(Exercise passage begins)

A Halifax man desperate for a life saving bone marrow transplant is pleading with the Canadian government to help his brother, who is a match, leave Gaza so he might be saved.
Mohammed Abuquta, 30, has acute myeloid leukemia, which is a cancer of the blood and bone marrow.
In November, he went to the emergency room after feeling sick. He was diagnosed with leukemia and the search for a stem cell match began.
Abuquta's brother, Mahmoud, was able to send a blood sample from his home in Gaza and the brothers tested to be a perfect match.
Abuquta was ecstatic to learn there was hope. Then, he realized the complication of getting his brother to Canada.
"The only way for me to survive at this moment is for my brother to come and him to give me his stem cells. Without this donation, there is pretty much no way for me to cure or survive," he told CBC News on Thursday.

(Exercise passage ends)
(Recorded data begins)

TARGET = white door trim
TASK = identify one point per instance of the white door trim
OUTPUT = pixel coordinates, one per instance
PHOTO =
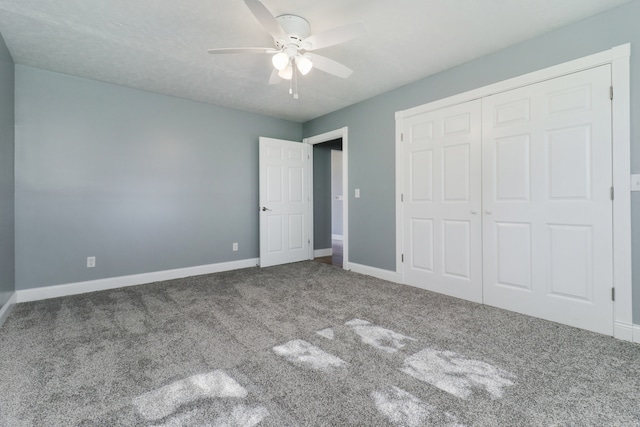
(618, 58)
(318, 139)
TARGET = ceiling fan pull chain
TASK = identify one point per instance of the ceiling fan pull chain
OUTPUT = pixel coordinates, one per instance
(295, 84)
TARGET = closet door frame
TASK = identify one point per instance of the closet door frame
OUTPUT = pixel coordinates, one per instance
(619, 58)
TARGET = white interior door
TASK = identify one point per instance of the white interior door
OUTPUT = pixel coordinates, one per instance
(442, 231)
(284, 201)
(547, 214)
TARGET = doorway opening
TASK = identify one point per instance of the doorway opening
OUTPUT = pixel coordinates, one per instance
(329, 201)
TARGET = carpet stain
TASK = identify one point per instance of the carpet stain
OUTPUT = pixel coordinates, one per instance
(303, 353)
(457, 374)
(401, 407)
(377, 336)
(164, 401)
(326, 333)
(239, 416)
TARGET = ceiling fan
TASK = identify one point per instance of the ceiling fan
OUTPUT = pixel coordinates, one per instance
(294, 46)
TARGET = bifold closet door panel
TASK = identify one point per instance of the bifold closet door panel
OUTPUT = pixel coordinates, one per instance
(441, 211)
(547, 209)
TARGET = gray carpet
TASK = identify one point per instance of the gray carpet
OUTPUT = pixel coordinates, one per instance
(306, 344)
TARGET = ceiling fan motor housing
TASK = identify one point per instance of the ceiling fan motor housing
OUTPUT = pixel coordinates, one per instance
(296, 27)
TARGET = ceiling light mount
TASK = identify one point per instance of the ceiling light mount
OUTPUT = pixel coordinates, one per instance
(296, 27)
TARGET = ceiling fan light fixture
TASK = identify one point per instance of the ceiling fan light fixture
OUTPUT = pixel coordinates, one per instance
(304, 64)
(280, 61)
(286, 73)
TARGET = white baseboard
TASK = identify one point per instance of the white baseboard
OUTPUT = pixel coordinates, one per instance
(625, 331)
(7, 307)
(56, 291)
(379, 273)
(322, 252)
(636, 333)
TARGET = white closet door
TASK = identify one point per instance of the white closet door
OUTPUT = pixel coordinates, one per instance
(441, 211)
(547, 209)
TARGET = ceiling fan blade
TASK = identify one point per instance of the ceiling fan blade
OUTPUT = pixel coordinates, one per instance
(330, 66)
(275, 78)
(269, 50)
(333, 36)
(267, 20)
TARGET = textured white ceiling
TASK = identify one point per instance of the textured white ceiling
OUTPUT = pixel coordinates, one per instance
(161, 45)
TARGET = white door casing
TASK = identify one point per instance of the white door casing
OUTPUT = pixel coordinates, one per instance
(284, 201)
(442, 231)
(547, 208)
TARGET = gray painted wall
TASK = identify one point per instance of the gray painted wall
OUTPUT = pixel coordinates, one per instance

(Recorded data ends)

§ **Apply what you read**:
A - Write out the article about Mohammed Abuquta's transplant from "Mohammed Abuquta, 30, has" up to and including "brother to Canada.".
B - According to the article about Mohammed Abuquta's transplant, which disease does he have?

§ **Answers to the exercise**:
A -
Mohammed Abuquta, 30, has acute myeloid leukemia, which is a cancer of the blood and bone marrow.
In November, he went to the emergency room after feeling sick. He was diagnosed with leukemia and the search for a stem cell match began.
Abuquta's brother, Mahmoud, was able to send a blood sample from his home in Gaza and the brothers tested to be a perfect match.
Abuquta was ecstatic to learn there was hope. Then, he realized the complication of getting his brother to Canada.

B - Acute myeloid leukemia, a cancer of the blood and bone marrow.